* WHAT YOU WILL DO:
The records are to be copied in their entirety, exactly as given.

* Data extracted from a collection:
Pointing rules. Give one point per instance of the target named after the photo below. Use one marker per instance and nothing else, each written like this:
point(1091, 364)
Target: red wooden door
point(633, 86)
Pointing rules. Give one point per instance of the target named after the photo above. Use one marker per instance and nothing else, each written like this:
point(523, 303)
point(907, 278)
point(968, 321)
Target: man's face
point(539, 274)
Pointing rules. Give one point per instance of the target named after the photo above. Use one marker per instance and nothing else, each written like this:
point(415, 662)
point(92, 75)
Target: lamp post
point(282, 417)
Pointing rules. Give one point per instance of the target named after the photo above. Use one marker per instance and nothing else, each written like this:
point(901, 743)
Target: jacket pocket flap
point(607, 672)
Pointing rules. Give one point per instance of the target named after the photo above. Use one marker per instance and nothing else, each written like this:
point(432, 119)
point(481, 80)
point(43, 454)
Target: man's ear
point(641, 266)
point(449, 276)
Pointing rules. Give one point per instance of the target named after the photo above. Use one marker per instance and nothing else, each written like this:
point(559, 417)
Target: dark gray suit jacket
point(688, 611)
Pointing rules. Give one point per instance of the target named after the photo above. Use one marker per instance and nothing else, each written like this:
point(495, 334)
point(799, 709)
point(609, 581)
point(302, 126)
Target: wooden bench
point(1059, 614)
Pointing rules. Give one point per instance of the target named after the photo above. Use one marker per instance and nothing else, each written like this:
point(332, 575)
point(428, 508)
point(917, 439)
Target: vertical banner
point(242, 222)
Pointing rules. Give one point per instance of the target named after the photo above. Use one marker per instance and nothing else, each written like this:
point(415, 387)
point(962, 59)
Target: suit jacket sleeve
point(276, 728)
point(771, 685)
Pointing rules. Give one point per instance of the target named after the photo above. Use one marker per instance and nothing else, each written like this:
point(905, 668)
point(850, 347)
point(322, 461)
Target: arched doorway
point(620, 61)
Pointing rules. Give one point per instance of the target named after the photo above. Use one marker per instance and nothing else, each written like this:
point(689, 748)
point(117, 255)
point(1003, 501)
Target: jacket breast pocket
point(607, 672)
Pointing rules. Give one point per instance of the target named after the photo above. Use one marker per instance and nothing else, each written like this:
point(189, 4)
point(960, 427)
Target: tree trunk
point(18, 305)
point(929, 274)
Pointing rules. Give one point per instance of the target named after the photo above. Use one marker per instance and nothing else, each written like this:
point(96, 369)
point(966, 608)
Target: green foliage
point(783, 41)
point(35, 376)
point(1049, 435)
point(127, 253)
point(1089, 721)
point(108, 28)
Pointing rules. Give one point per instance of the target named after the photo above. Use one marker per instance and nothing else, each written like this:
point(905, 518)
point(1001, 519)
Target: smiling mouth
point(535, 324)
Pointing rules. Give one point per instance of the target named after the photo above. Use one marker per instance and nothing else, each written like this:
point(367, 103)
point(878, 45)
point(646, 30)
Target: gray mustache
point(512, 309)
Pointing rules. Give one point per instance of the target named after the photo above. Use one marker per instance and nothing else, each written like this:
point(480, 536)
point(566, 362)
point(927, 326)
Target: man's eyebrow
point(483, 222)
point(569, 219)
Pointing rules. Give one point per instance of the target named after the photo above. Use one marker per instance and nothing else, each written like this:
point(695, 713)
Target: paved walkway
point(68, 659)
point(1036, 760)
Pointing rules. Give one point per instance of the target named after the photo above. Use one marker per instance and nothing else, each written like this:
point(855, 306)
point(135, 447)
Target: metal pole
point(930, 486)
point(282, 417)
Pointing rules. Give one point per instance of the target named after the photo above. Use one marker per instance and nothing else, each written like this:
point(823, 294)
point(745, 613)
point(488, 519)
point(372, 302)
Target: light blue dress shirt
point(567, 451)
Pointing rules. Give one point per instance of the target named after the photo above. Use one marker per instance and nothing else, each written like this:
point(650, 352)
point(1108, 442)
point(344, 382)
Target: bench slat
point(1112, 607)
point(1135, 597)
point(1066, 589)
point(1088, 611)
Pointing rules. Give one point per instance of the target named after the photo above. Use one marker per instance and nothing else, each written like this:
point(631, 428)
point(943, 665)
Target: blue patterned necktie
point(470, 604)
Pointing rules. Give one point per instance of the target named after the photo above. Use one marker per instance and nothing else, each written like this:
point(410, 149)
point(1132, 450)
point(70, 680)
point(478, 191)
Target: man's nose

* RESPONSE AREA:
Pointing rules. Give one point per instance of the target named after the photo below. Use one marker per instance and nothing else, each written like this:
point(1091, 364)
Target: red wooden door
point(633, 86)
Pointing rules. Give one point per instance of the target named after the photo above. Use one marker per instance and nothing else, each written like this:
point(523, 303)
point(907, 278)
point(968, 321)
Target: man's face
point(539, 274)
Pointing rules. Give one point per instance of the target named after the photo above. Use one marker per instance and nothing else, each written like this:
point(415, 662)
point(92, 75)
Target: lamp post
point(282, 417)
Pointing rules. Give one point per instance of the target named after the photo above. Use one marker per instance and nothing else, each written like this:
point(901, 743)
Target: jacket pocket flap
point(607, 672)
Pointing rules. Give one point per instance of the target named after the photo above. Use one marker per instance and nothing else, each written like this:
point(432, 119)
point(481, 80)
point(43, 454)
Target: man's ear
point(641, 266)
point(449, 276)
Pointing rules. Give one point per instance of the target named after the photo above. Use one marker per instance and nothing else, each written like this:
point(559, 417)
Target: dark gray suit jacket
point(688, 611)
Pointing rules. Give one point per instance of the target named after the photo above. Use one marker per instance and nothing else, each written like this:
point(495, 334)
point(799, 709)
point(609, 581)
point(302, 126)
Target: wooden bench
point(1059, 614)
Pointing rules. Give one point per instance of the target named after the photo above. Use one marker per instance and nothing else, each written like this:
point(332, 575)
point(428, 508)
point(917, 439)
Target: vertical banner
point(242, 222)
Pointing rules. Give one point per instance of the target named after the photo above. Use one marker per instance and nothing else, each written like this:
point(415, 387)
point(962, 59)
Target: suit jacket sleeve
point(276, 728)
point(771, 685)
Pointing rules. Give one point per instance of the target named after the photo above. Use one marker per instance and nothing else, each written like this:
point(905, 668)
point(850, 347)
point(322, 461)
Target: arched doorway
point(620, 61)
Pointing rules. Give one point per instance of the target named after the photo above. Use one marker per instance and nothing else, each written like this:
point(689, 748)
point(117, 255)
point(1003, 501)
Target: jacket breast pocket
point(607, 672)
Pointing rules. Give one point per instance of the target named after the photo above. Use one marker per instance and nothing else, each written like this:
point(189, 4)
point(960, 427)
Target: tree trunk
point(18, 305)
point(929, 274)
Pointing rules. Give one point per instance of the target named after the photo above. Use one marker per instance and nothing else, each written like this:
point(96, 369)
point(966, 608)
Target: green foliage
point(783, 41)
point(35, 376)
point(1049, 435)
point(127, 253)
point(1089, 721)
point(108, 28)
Pointing rules. Give one point per instance of the target named after the photo above. Use one marker per instance and nothing else, each written like this:
point(905, 518)
point(1001, 519)
Target: smiling mouth
point(535, 324)
Pointing rules. Give one point per instance of the target named after the photo above. Use one marker per instance and nothing else, each written like this:
point(367, 103)
point(878, 45)
point(646, 30)
Target: gray mustache
point(512, 309)
Pointing rules. Give one point per instance of the target named after the photo above. Use one marker per instance and nothing else, each written like this:
point(480, 536)
point(566, 362)
point(927, 326)
Target: man's eyebrow
point(483, 222)
point(569, 219)
Pointing rules. Give one point per instance of the target named after the photo above. Use one marker per instance and nothing else, each written like this:
point(695, 713)
Target: paved walkway
point(68, 659)
point(1036, 760)
Pointing rules. Give one point per instance of the target named after the photo above. Use one marker per instance and nothing else, each written like this:
point(855, 306)
point(135, 447)
Target: metal pole
point(930, 486)
point(282, 417)
Pointing rules. Give one point per instance of the target named after the photo above. Use one marker per instance and nothing else, each written like this:
point(823, 294)
point(745, 613)
point(488, 519)
point(372, 302)
Target: light blue dress shirt
point(567, 451)
Pointing rules. Give one point per instance of the target named after the photo above. Use one marker per instance and nothing else, each written like this:
point(650, 352)
point(1108, 442)
point(344, 382)
Target: bench slat
point(1112, 607)
point(1135, 597)
point(1066, 589)
point(1088, 611)
Pointing rules. Give one point per instance of the target named after the photo above. Use one marker per instance and nothing else, each written like this:
point(631, 428)
point(943, 665)
Target: blue patterned necktie
point(470, 604)
Pointing rules. Give one point per instance of the target named after the photo above. Use one marker per instance and nothing else, each written like this:
point(410, 149)
point(1132, 450)
point(70, 680)
point(478, 191)
Target: man's nose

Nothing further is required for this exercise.